Pull out every line from the listing that has the word "below".

□ □ □

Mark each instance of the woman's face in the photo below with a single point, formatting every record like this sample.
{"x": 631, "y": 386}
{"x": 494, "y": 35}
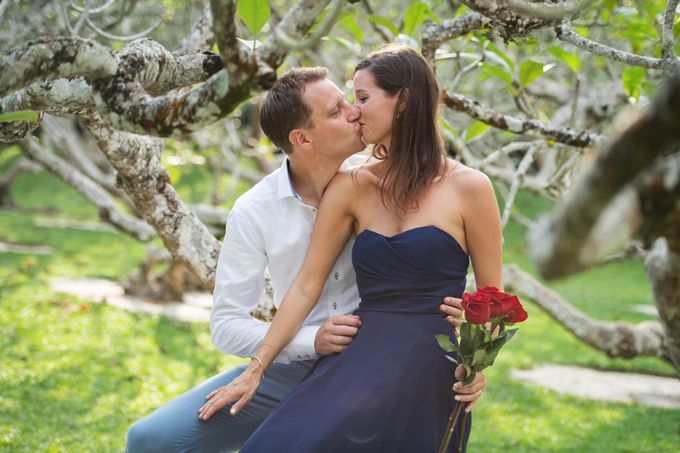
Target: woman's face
{"x": 376, "y": 107}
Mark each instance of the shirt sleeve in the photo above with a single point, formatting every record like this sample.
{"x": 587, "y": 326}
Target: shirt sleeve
{"x": 239, "y": 284}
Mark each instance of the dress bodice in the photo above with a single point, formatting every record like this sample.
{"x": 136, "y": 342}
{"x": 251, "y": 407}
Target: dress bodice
{"x": 408, "y": 272}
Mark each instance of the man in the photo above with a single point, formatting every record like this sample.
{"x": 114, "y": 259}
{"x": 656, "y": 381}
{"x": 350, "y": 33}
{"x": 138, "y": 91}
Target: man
{"x": 305, "y": 115}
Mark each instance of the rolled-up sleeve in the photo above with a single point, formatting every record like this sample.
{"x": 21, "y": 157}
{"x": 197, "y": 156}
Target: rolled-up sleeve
{"x": 239, "y": 284}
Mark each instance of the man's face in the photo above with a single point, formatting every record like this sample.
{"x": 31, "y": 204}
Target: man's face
{"x": 335, "y": 126}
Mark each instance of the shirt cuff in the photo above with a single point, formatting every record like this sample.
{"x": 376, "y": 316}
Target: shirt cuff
{"x": 302, "y": 345}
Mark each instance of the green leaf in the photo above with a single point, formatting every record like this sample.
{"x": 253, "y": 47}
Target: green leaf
{"x": 465, "y": 339}
{"x": 446, "y": 125}
{"x": 529, "y": 71}
{"x": 415, "y": 15}
{"x": 474, "y": 130}
{"x": 351, "y": 24}
{"x": 20, "y": 115}
{"x": 451, "y": 359}
{"x": 632, "y": 79}
{"x": 497, "y": 71}
{"x": 254, "y": 13}
{"x": 571, "y": 59}
{"x": 445, "y": 343}
{"x": 385, "y": 22}
{"x": 480, "y": 354}
{"x": 469, "y": 374}
{"x": 494, "y": 51}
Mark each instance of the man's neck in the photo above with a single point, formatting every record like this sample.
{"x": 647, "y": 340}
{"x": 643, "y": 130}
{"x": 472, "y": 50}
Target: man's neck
{"x": 310, "y": 177}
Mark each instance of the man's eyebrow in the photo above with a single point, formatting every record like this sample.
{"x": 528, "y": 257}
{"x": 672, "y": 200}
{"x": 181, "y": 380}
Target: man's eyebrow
{"x": 335, "y": 105}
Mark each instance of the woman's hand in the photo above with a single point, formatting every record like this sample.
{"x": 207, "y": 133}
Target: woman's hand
{"x": 242, "y": 388}
{"x": 469, "y": 393}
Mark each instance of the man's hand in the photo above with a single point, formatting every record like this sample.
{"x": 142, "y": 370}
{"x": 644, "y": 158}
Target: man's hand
{"x": 452, "y": 308}
{"x": 336, "y": 333}
{"x": 471, "y": 392}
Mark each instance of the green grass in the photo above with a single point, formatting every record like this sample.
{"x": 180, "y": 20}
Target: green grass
{"x": 75, "y": 374}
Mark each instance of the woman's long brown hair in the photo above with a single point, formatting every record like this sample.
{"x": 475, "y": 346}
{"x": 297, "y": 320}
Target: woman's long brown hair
{"x": 416, "y": 154}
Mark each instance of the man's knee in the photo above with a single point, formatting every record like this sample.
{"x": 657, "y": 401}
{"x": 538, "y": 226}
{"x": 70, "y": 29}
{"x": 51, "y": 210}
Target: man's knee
{"x": 142, "y": 437}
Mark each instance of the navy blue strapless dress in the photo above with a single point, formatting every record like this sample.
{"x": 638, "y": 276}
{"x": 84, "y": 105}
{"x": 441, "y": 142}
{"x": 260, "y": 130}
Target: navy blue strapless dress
{"x": 390, "y": 390}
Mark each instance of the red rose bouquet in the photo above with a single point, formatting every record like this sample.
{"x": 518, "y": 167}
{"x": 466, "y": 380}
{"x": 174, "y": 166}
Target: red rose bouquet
{"x": 482, "y": 336}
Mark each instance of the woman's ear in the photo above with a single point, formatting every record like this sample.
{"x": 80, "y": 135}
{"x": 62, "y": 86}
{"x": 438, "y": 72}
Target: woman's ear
{"x": 402, "y": 102}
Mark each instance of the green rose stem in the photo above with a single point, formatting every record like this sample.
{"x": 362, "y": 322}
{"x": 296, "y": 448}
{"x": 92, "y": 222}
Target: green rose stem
{"x": 453, "y": 418}
{"x": 462, "y": 432}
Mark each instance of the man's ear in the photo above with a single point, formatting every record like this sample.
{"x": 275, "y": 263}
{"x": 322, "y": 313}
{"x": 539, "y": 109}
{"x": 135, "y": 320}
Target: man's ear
{"x": 299, "y": 138}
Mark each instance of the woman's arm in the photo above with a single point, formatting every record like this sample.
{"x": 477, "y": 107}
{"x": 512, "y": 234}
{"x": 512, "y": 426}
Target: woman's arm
{"x": 332, "y": 229}
{"x": 483, "y": 230}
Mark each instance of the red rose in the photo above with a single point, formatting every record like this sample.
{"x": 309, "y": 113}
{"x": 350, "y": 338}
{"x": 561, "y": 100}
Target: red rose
{"x": 477, "y": 310}
{"x": 514, "y": 312}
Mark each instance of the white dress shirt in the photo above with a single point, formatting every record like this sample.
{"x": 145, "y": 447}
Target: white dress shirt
{"x": 270, "y": 227}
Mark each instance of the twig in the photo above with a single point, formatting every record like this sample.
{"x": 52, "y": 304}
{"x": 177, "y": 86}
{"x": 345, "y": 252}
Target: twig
{"x": 104, "y": 202}
{"x": 557, "y": 243}
{"x": 516, "y": 183}
{"x": 108, "y": 35}
{"x": 548, "y": 10}
{"x": 377, "y": 29}
{"x": 568, "y": 136}
{"x": 668, "y": 38}
{"x": 569, "y": 36}
{"x": 97, "y": 10}
{"x": 309, "y": 41}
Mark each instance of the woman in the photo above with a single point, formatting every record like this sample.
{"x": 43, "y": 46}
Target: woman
{"x": 419, "y": 217}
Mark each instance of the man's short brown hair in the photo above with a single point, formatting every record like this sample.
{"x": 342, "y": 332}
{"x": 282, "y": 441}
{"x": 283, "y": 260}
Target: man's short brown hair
{"x": 282, "y": 108}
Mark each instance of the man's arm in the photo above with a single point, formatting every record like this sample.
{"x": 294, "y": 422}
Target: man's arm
{"x": 239, "y": 283}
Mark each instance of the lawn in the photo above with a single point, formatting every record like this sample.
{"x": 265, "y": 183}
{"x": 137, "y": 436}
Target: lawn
{"x": 74, "y": 374}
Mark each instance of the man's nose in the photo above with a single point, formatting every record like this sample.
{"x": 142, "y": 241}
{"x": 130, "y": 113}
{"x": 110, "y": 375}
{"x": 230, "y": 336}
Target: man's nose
{"x": 354, "y": 113}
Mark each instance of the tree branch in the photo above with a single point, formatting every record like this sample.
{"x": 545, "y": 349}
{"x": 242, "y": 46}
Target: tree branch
{"x": 295, "y": 25}
{"x": 616, "y": 339}
{"x": 51, "y": 58}
{"x": 105, "y": 203}
{"x": 136, "y": 158}
{"x": 569, "y": 36}
{"x": 201, "y": 36}
{"x": 505, "y": 21}
{"x": 435, "y": 34}
{"x": 564, "y": 135}
{"x": 311, "y": 40}
{"x": 556, "y": 244}
{"x": 663, "y": 267}
{"x": 558, "y": 10}
{"x": 668, "y": 37}
{"x": 233, "y": 53}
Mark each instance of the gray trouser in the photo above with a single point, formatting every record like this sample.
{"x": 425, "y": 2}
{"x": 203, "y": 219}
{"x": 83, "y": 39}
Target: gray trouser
{"x": 175, "y": 427}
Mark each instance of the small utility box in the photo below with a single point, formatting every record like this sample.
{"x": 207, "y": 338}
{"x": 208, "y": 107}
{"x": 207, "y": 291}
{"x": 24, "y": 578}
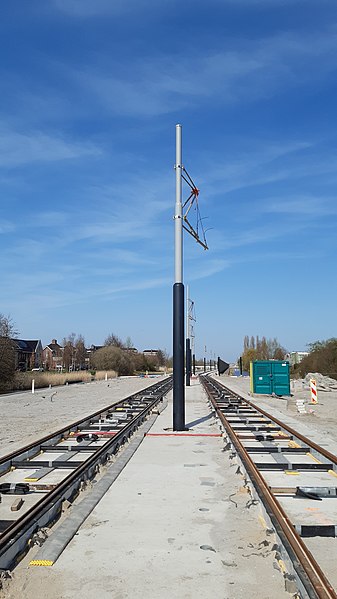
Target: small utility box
{"x": 269, "y": 377}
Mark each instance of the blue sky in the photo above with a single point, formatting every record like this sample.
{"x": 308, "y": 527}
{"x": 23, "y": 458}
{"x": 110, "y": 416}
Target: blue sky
{"x": 91, "y": 93}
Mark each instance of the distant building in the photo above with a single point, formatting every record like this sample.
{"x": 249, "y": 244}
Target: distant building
{"x": 28, "y": 353}
{"x": 53, "y": 356}
{"x": 296, "y": 357}
{"x": 151, "y": 353}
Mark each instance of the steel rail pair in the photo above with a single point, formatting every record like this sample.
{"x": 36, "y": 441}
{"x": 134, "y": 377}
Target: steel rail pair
{"x": 16, "y": 538}
{"x": 309, "y": 574}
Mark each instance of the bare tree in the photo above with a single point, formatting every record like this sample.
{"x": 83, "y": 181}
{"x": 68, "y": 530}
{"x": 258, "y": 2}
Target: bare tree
{"x": 114, "y": 340}
{"x": 80, "y": 352}
{"x": 7, "y": 352}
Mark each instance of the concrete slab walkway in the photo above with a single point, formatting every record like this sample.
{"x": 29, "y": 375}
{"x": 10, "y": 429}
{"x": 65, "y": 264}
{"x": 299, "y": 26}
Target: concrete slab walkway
{"x": 177, "y": 523}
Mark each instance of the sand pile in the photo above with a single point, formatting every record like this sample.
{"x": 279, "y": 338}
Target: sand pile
{"x": 323, "y": 383}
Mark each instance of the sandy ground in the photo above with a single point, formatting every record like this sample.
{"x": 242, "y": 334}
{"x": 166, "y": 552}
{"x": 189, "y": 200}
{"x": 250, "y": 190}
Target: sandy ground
{"x": 177, "y": 523}
{"x": 245, "y": 549}
{"x": 26, "y": 417}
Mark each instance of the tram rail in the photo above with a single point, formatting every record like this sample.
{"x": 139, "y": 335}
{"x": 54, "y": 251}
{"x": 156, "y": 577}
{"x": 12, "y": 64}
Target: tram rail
{"x": 44, "y": 474}
{"x": 266, "y": 447}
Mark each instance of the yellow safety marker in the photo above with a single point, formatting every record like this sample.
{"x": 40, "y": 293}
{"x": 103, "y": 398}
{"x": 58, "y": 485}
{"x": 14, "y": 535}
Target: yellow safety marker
{"x": 282, "y": 566}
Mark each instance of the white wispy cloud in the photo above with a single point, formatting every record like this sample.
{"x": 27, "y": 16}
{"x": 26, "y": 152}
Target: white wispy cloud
{"x": 18, "y": 148}
{"x": 88, "y": 8}
{"x": 243, "y": 71}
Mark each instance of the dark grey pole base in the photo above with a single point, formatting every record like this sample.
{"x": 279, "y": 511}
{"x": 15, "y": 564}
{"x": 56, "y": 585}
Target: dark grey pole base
{"x": 188, "y": 362}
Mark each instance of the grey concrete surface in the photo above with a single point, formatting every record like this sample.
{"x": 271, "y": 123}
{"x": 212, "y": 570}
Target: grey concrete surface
{"x": 177, "y": 523}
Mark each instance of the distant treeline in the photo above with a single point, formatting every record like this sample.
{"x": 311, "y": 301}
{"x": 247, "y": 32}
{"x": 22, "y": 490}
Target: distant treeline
{"x": 322, "y": 358}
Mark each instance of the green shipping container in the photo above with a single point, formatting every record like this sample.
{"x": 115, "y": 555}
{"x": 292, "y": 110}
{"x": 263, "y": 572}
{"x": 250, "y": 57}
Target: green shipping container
{"x": 270, "y": 376}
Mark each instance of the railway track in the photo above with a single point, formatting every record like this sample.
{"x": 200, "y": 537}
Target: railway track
{"x": 294, "y": 478}
{"x": 37, "y": 479}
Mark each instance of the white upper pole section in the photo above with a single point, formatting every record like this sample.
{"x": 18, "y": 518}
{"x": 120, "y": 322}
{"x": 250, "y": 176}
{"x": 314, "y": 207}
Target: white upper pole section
{"x": 178, "y": 215}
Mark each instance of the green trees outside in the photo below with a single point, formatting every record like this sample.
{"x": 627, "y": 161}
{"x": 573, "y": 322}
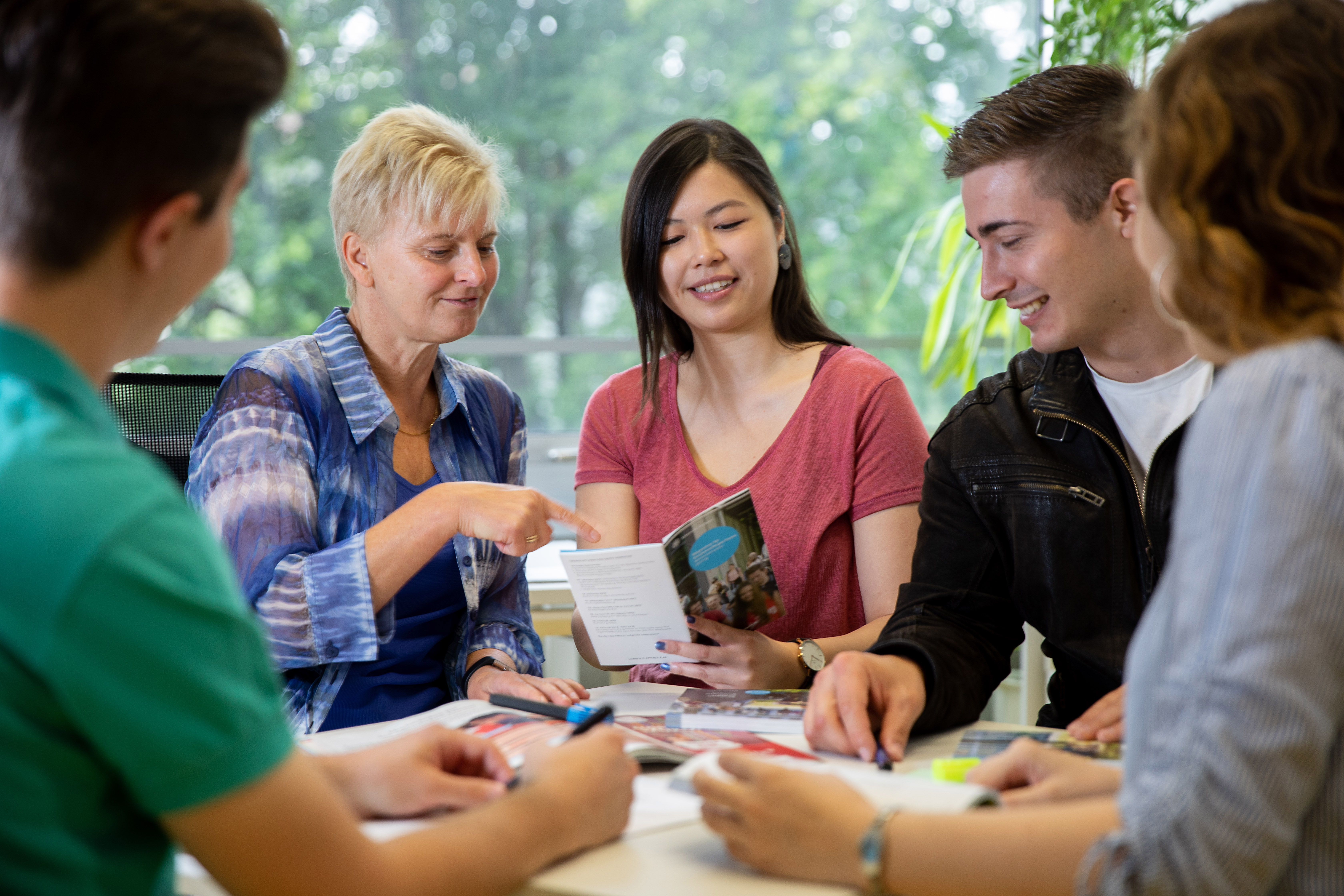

□ □ □

Answer for the task
Mark each instance of the woman's face in the photo below with a single point, formatting every record like this sample.
Mark each instance of the small utility box in the photo below with a single point, formatting every record like this sample.
Mark each instance of the green trees outside in the photo below with a single point, formatting every record like this sample.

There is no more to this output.